[WHAT YOU ARE ASKED TO DO] Character for character, reproduce every entry below.

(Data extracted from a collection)
---
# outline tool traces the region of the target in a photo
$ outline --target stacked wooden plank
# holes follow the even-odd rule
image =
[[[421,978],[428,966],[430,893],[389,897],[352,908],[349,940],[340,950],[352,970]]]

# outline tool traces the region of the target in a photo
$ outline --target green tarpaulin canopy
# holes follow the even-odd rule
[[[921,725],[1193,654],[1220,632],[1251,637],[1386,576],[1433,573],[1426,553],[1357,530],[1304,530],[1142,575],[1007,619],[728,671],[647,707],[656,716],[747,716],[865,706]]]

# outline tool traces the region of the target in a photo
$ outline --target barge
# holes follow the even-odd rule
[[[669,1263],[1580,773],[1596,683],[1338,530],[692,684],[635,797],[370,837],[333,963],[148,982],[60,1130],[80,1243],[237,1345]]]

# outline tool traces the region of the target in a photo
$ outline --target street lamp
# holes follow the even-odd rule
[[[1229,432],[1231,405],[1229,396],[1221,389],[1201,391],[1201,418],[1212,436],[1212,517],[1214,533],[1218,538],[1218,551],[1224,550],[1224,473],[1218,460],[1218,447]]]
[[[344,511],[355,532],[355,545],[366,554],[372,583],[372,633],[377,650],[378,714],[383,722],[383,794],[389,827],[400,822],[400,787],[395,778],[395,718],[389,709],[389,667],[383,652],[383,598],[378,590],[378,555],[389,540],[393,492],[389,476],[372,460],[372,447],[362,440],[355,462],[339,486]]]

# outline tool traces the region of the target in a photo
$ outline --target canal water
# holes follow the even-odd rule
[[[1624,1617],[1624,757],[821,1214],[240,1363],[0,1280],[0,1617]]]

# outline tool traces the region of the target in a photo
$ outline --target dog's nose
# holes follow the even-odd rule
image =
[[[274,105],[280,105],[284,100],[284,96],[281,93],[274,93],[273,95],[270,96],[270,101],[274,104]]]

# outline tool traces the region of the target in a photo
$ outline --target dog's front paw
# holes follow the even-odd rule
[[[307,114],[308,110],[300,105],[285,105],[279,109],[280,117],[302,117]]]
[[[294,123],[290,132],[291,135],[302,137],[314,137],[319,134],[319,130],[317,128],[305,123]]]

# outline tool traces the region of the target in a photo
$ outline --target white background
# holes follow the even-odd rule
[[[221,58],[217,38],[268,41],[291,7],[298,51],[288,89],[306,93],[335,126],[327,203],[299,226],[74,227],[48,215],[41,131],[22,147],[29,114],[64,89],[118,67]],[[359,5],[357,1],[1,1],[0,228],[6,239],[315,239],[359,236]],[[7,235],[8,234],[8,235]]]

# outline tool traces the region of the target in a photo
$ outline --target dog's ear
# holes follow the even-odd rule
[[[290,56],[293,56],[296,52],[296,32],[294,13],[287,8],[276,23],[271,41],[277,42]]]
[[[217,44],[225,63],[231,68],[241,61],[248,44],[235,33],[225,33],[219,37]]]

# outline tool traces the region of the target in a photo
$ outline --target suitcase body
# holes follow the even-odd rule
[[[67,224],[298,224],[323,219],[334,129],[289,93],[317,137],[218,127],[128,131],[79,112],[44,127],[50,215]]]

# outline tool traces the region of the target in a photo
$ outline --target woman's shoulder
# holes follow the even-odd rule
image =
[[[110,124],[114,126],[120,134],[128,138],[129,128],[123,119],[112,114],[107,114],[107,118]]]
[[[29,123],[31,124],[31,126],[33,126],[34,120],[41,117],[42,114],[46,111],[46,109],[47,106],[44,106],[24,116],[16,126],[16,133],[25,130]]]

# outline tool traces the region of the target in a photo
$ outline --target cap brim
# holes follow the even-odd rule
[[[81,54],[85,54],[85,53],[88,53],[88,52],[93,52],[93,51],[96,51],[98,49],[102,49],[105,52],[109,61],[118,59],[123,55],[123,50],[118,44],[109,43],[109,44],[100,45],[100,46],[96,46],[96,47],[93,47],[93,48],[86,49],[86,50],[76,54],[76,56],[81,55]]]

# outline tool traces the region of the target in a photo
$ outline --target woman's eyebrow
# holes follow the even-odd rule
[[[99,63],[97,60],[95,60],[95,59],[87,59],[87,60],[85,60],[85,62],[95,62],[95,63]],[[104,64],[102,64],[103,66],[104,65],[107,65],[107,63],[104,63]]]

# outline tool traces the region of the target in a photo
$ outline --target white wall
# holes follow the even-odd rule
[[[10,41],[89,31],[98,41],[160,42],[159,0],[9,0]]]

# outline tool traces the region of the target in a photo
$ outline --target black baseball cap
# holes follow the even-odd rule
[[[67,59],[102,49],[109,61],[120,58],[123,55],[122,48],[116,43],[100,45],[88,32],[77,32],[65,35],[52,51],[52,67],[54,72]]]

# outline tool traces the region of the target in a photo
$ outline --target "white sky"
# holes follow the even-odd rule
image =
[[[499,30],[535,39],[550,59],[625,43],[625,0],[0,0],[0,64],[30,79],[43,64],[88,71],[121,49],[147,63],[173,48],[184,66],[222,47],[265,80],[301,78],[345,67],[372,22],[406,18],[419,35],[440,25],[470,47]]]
---
[ANSWER SECTION]
# outline tool traces the region of the target in a photo
$ outline --target stacked wooden plank
# holes follow the even-odd rule
image =
[[[421,978],[428,966],[430,893],[389,897],[352,908],[349,940],[340,950],[352,970]]]

# outline tool traces the region of the target in a photo
$ outline --target green tarpaulin canopy
# holes follow the even-odd rule
[[[921,725],[1193,654],[1220,632],[1251,637],[1386,576],[1433,573],[1426,553],[1357,530],[1304,530],[1142,575],[1007,619],[728,671],[647,707],[656,716],[747,716],[865,706]]]

# outline tool traces the region of the target in a photo
$ outline --target barge
# holes follow the even-odd rule
[[[669,1263],[1580,773],[1596,683],[1338,530],[692,684],[635,797],[370,837],[333,963],[148,982],[60,1130],[80,1243],[237,1345]]]

# outline tool traces the region of the target in a photo
$ outline --target street lamp
# holes follow the even-odd rule
[[[1229,432],[1231,405],[1229,396],[1221,389],[1201,391],[1201,418],[1212,436],[1212,517],[1214,533],[1218,538],[1218,551],[1224,550],[1224,473],[1218,460],[1218,447]]]
[[[344,511],[355,532],[355,545],[366,554],[372,583],[372,633],[377,650],[378,714],[383,722],[383,794],[389,827],[400,822],[400,787],[395,778],[395,718],[389,709],[389,667],[383,652],[383,598],[378,590],[378,555],[389,540],[393,492],[389,476],[372,460],[372,447],[362,440],[355,462],[339,486]]]

# outline tool traces the region of the target in a photo
$ outline --target canal water
# holes follow the even-odd rule
[[[1624,1617],[1624,757],[821,1214],[240,1363],[0,1280],[0,1617]]]

# outline tool traces the region of the target in a photo
$ outline --target dog's nose
# holes follow the even-odd rule
image =
[[[274,105],[280,105],[284,100],[284,96],[281,93],[274,93],[273,95],[270,96],[270,101],[274,104]]]

# outline tool traces the region of the target in a photo
$ outline --target dog's front paw
# holes follow the even-odd rule
[[[307,114],[308,110],[300,105],[285,105],[279,109],[280,117],[302,117]]]
[[[294,123],[290,132],[291,135],[302,137],[314,137],[319,134],[319,130],[317,128],[305,123]]]

# outline tool traces the region of the target in a photo
$ outline --target white background
# holes follow the even-odd rule
[[[221,58],[217,38],[268,41],[291,7],[298,51],[288,89],[306,93],[335,126],[327,203],[299,226],[74,227],[48,215],[41,131],[22,147],[29,114],[64,89],[118,67]],[[359,5],[357,1],[1,1],[0,228],[6,239],[315,239],[359,236]],[[7,235],[8,234],[8,235]]]

# outline tool traces the region of the target in a photo
$ outline --target dog's ear
# holes follow the even-odd rule
[[[290,56],[293,56],[296,52],[296,32],[294,13],[287,8],[276,23],[271,41],[277,42]]]
[[[217,44],[225,63],[231,68],[241,61],[248,44],[235,33],[225,33],[219,37]]]

# outline tool traces the region of the target in a photo
$ outline --target suitcase body
# holes follow the even-odd rule
[[[67,224],[298,224],[323,219],[334,129],[289,93],[317,137],[218,127],[128,131],[79,112],[44,127],[50,215]]]

# outline tool traces the region of the target in a photo
$ outline --target woman's shoulder
# holes follow the even-odd rule
image =
[[[110,124],[114,126],[120,134],[128,138],[129,128],[123,119],[112,114],[107,114],[107,118]]]
[[[29,123],[31,124],[31,126],[33,126],[34,120],[41,117],[42,114],[46,111],[46,109],[47,106],[44,106],[24,116],[16,126],[16,133],[25,130]]]

# outline tool traces the region of the target in a photo
$ outline --target cap brim
# holes follow the even-odd rule
[[[81,54],[85,54],[85,53],[88,53],[88,52],[93,52],[93,51],[96,51],[98,49],[102,49],[105,52],[109,61],[118,59],[123,55],[123,50],[118,44],[109,43],[109,44],[100,45],[100,46],[96,46],[96,47],[93,47],[93,48],[86,49],[86,50],[76,54],[76,56],[81,55]]]

# outline tool traces the region of the target in a photo
$ outline --target woman's eyebrow
# holes follow the even-odd rule
[[[99,63],[97,60],[95,60],[95,59],[87,59],[87,60],[85,60],[85,62],[95,62],[95,63]],[[104,64],[102,64],[103,66],[104,65],[107,65],[107,63],[104,63]]]

# outline tool traces the region of the target in a photo
$ outline --target white wall
# holes follow the even-odd rule
[[[10,41],[89,31],[98,41],[160,42],[159,0],[9,0]]]

# outline tool traces the region of the target in a photo
$ outline --target black baseball cap
# holes follow the even-odd rule
[[[67,59],[102,49],[109,61],[120,58],[123,55],[122,48],[116,43],[100,45],[88,32],[77,32],[65,35],[52,51],[52,67],[54,72]]]

# outline tool traces the region of the target in a photo
$ outline --target "white sky"
# holes follow the even-odd rule
image =
[[[499,30],[535,39],[550,59],[625,43],[625,0],[0,0],[0,64],[30,79],[43,64],[88,71],[121,49],[147,63],[173,48],[184,66],[222,47],[265,80],[301,78],[345,67],[372,22],[406,18],[419,35],[440,25],[470,47]]]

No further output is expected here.